Set down a faithful copy of every record below, with no images.
--- Stored data ---
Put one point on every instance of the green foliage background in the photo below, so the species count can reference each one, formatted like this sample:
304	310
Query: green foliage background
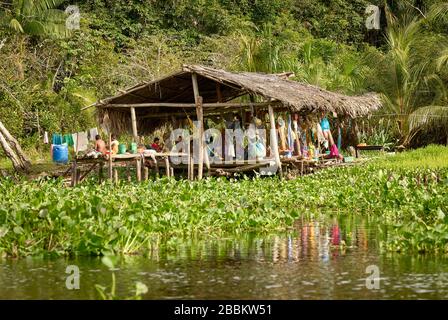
46	78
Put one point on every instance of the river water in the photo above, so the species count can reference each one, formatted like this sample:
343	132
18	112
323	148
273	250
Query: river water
318	259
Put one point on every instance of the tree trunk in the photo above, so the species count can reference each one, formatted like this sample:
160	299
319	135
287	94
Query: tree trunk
24	161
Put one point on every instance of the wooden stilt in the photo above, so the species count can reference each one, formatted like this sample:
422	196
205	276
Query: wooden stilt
116	175
138	168
73	182
274	141
189	163
167	167
110	157
199	114
100	172
206	160
78	175
128	172
134	124
146	173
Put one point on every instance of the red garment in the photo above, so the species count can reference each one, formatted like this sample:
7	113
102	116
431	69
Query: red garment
156	147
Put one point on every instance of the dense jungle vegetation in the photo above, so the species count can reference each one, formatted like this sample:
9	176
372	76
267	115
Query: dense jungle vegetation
48	72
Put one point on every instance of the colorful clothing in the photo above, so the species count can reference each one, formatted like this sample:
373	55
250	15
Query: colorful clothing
325	124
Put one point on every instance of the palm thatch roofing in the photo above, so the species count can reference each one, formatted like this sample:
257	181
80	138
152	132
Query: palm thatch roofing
154	100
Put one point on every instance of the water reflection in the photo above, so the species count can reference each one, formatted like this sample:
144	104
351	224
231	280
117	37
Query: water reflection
319	259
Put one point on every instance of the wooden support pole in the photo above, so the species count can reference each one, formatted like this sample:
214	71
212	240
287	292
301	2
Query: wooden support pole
274	141
167	167
134	124
145	173
138	168
78	175
200	116
218	92
73	182
189	170
207	160
100	172
116	175
128	172
157	167
88	171
110	156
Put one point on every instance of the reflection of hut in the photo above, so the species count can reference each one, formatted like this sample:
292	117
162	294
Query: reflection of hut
198	91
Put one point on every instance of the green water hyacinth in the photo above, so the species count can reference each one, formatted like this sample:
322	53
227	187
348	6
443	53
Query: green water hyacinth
407	192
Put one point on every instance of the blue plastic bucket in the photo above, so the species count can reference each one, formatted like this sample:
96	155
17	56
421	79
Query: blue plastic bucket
60	153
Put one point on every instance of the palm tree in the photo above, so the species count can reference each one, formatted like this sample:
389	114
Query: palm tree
35	17
410	82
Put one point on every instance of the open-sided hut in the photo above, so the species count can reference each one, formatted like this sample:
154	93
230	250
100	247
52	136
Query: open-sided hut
199	91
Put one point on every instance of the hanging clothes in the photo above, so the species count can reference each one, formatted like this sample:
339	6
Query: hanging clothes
93	133
282	133
56	138
339	137
80	141
68	139
290	134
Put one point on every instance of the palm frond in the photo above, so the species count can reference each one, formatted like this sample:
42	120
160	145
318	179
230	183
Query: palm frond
428	117
15	25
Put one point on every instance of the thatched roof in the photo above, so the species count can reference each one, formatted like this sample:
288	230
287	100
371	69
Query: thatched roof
299	97
177	88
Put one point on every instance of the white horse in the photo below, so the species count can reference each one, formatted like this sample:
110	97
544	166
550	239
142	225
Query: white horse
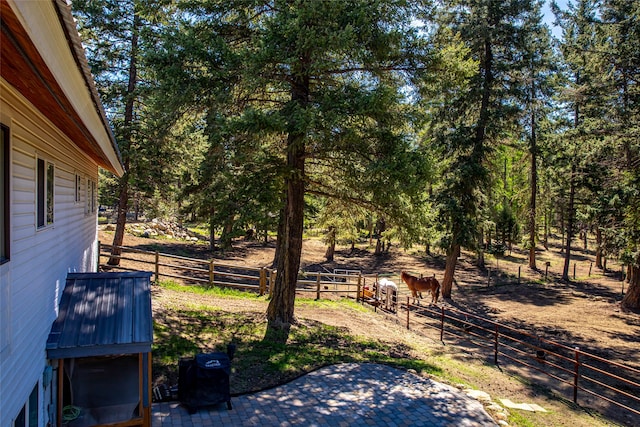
386	284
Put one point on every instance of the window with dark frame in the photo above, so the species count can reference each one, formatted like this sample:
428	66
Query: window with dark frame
91	197
78	188
45	187
4	194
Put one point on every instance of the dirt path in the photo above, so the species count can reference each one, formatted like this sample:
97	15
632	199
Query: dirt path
583	313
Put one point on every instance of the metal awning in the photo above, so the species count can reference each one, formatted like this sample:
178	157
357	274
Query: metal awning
103	314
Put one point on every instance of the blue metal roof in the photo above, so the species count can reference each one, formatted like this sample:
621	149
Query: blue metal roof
103	314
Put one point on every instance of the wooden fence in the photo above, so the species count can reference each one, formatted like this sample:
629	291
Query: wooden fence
568	367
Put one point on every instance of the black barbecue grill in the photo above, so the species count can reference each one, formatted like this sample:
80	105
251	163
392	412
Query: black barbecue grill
203	380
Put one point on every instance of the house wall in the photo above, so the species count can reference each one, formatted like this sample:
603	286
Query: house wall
32	281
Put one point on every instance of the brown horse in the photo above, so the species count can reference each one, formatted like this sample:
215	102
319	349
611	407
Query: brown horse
417	285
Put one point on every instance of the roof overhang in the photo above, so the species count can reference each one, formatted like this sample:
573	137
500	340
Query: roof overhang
103	314
42	56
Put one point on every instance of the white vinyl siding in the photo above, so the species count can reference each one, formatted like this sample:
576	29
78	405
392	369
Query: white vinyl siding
4	193
31	283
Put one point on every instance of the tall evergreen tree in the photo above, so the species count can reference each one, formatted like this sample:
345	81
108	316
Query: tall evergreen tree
483	110
539	59
584	95
115	34
319	85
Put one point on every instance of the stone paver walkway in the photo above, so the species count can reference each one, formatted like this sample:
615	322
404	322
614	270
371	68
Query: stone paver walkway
341	395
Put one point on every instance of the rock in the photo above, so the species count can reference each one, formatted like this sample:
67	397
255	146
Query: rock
479	395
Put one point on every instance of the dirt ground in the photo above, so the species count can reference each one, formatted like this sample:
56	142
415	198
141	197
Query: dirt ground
583	313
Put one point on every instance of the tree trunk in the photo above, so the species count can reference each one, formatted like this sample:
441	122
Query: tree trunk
121	220
123	198
598	248
632	297
450	267
212	232
227	233
570	218
480	251
533	149
331	244
280	312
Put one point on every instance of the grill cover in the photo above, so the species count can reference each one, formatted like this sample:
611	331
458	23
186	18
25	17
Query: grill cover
204	380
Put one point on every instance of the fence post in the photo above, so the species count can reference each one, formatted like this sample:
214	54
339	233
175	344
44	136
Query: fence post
---
*Answer space*
Put one point on every instance of the green foliage background in the photo below, so the species count can reference each one, formatted like this sample:
304	310
Query: green foliage background
46	78
Put one point on every instance of the river water in the photo above, so the species count can reference each one, formatted like this sample:
343	132
18	112
323	148
273	250
Query: river water
318	259
Put one point on every instance of the tree trunk in the photo above, so the species count can reference each one, formatted like this sample:
160	299
319	135
287	94
Query: tree trunk
24	161
Put one point on every instance of the wooden stilt in the photo above, so the species count can reference each one, formatted like this sample:
422	196
205	276
Query: wooden stilt
116	175
138	168
73	182
274	141
189	163
167	167
110	157
199	114
100	172
206	160
78	175
128	172
134	124
146	173
Put one point on every instance of the red garment in the photo above, so the species count can reference each one, formatted like this sample:
7	113
102	116
431	69
Query: red garment
156	147
Put one point on every instance of the dense jungle vegetation in the photo above, so the species count can reference each one, formatted like this sample:
9	176
372	76
267	115
Query: dense jungle vegetation
48	72
Put one point on every instance of the colorful clothing in the photo above, so the species count can reference each one, formatted like this sample:
373	55
250	15
Query: colorful clothing
325	124
Put one point on every instance of the palm thatch roofing in the photo above, so the species count can reference each one, formatted like this sample:
257	181
80	138
152	132
Query: palm thatch roofing
154	100
Put one point on every instance of the water reflection in the photo above, so the species count can reference each one, formatted like this sample:
144	104
351	224
231	280
117	37
Query: water reflection
319	259
Put one point on every instance of the wooden support pole in the photo above, so the species count can reference each one, formatted like this sample:
214	71
212	240
287	292
301	2
Query: wooden support pole
274	141
167	167
134	124
145	173
138	168
78	175
200	116
218	92
73	182
189	170
207	160
100	172
116	175
128	172
157	167
88	171
110	156
Put one point on every instance of the reflection of hut in the photo above, so the species count can reference each one, formatted like this sample:
292	117
162	294
Query: reflection of hut
198	91
Put one point on every instance of the green water hyacinth in the photo above, so the species count can reference each one, formatted like this sample:
322	53
227	187
348	6
443	53
Query: green water hyacinth
407	192
Put one point on every instance of the blue plastic bucket in the photo above, so the species count can reference each one, formatted like this sample:
96	155
17	56
421	79
Query: blue plastic bucket
60	153
Put one point on every instance of the palm tree in the photo above, so the species count can reference each one, formatted like this sample:
389	114
Query: palm tree
35	17
410	82
Put one point on every instance of the open-sided hut in the photo above, so the species count can reference each one, formatted like this sample:
154	93
230	250
100	247
52	136
Query: open-sided hut
199	91
Put one point on every instance of the hanging clothes in the photo above, so the species count can reference each one, formatted like this sample:
339	6
Query: hanging clothes
93	133
282	133
56	138
339	137
80	141
68	139
290	134
Put one point on every instance of the palm frond in the photo above, so the species count can reference each one, formatted like this sample:
42	120
160	145
318	179
230	183
Query: palm frond
428	117
15	25
Put one point on every instance of the thatched roof in the photo above, so the species count can reference each one, formatted like this sample:
288	230
287	100
371	69
Query: thatched roof
299	97
177	88
Put one point on every instance of the white horse in the photo below, so the species count can reference each one, formatted like this sample:
110	97
544	166
550	239
142	225
Query: white horse
386	284
Put one point on every instance of the window with dark frame in the photo above, so the species count can reference each one, formatted like this sample:
428	66
Query: window with dark frame
91	197
78	188
45	187
4	194
Put one point on every instance of the dirt path in the photo above, so the species count can reference each one, formatted like this sample:
97	15
632	199
Query: dirt path
583	313
Put one point on every instance of the metal awning in the photo above, so the species count can reference each one, formatted like this sample:
178	157
357	274
Query: metal awning
103	314
Put one point on every instance of the blue metal roof in the photo above, so the species count can reference each one, formatted like this sample:
621	149
Query: blue metal roof
103	314
Put one point on every instance of the wooden fence in the photo above, so the species count can reference each one, formatted like this sample:
629	291
Query: wooden fence
568	367
Put one point on every instance of the black barbecue grill in the photo above, so the species count can reference each one, formatted like this sample:
80	105
251	163
392	412
Query: black barbecue grill
203	380
Put one point on every instance of the house wall in the photo above, so the species count can reference each one, formatted like this sample:
603	286
Query: house wall
32	281
Put one point on every instance of the brown horse in the photo above, so the species count can reference each one, formatted like this sample:
215	102
319	349
611	407
Query: brown horse
417	285
Put one point on every instance of the roof overhang in the photo above, so the species count can reference each one, formatted like this sample:
573	137
500	340
Query: roof overhang
103	314
42	56
Put one point on every instance of the white vinyl siding in the photo above, so the species count can reference each one, formatted like this sample:
576	29
78	405
392	369
Query: white vinyl siding
4	193
31	283
Put one point on every instance of the tall evergreen tree in the photo above, so the species count can reference each one, formatted like this sample:
345	81
108	316
Query: tall evergreen tree
483	110
539	59
584	95
115	34
319	85
Put one point on every instance of the stone paver walkway in the photo above, so the species count can reference each one, formatted like this sample:
615	322
404	322
614	270
371	68
Query: stone paver walkway
341	395
Put one point on every instance of the rock in the photo above, so the species count can reference each one, formatted like this sample:
67	397
255	146
Query: rock
479	395
Put one point on every instance of the dirt ground in the photo above, so the species count can reference each one, formatted like this sample:
56	142
415	198
141	197
Query: dirt ground
583	313
Put one point on every instance of the tree trunk in the photo above, so the species count can reference each one, formatted like this sample:
441	122
Query: tree trunk
121	220
123	198
598	248
632	297
450	267
212	232
227	233
570	218
480	251
533	149
331	244
280	312
Put one point on every instance of the grill cover in the photo above, so the species count can reference each one, formatted like this sample:
611	331
458	23
186	18
25	17
Query: grill cover
204	380
Put one point on every instance of the fence post in the photo above, so the species count can reference each one, formatted like this sample:
214	54
339	233
175	344
44	136
Query: fence post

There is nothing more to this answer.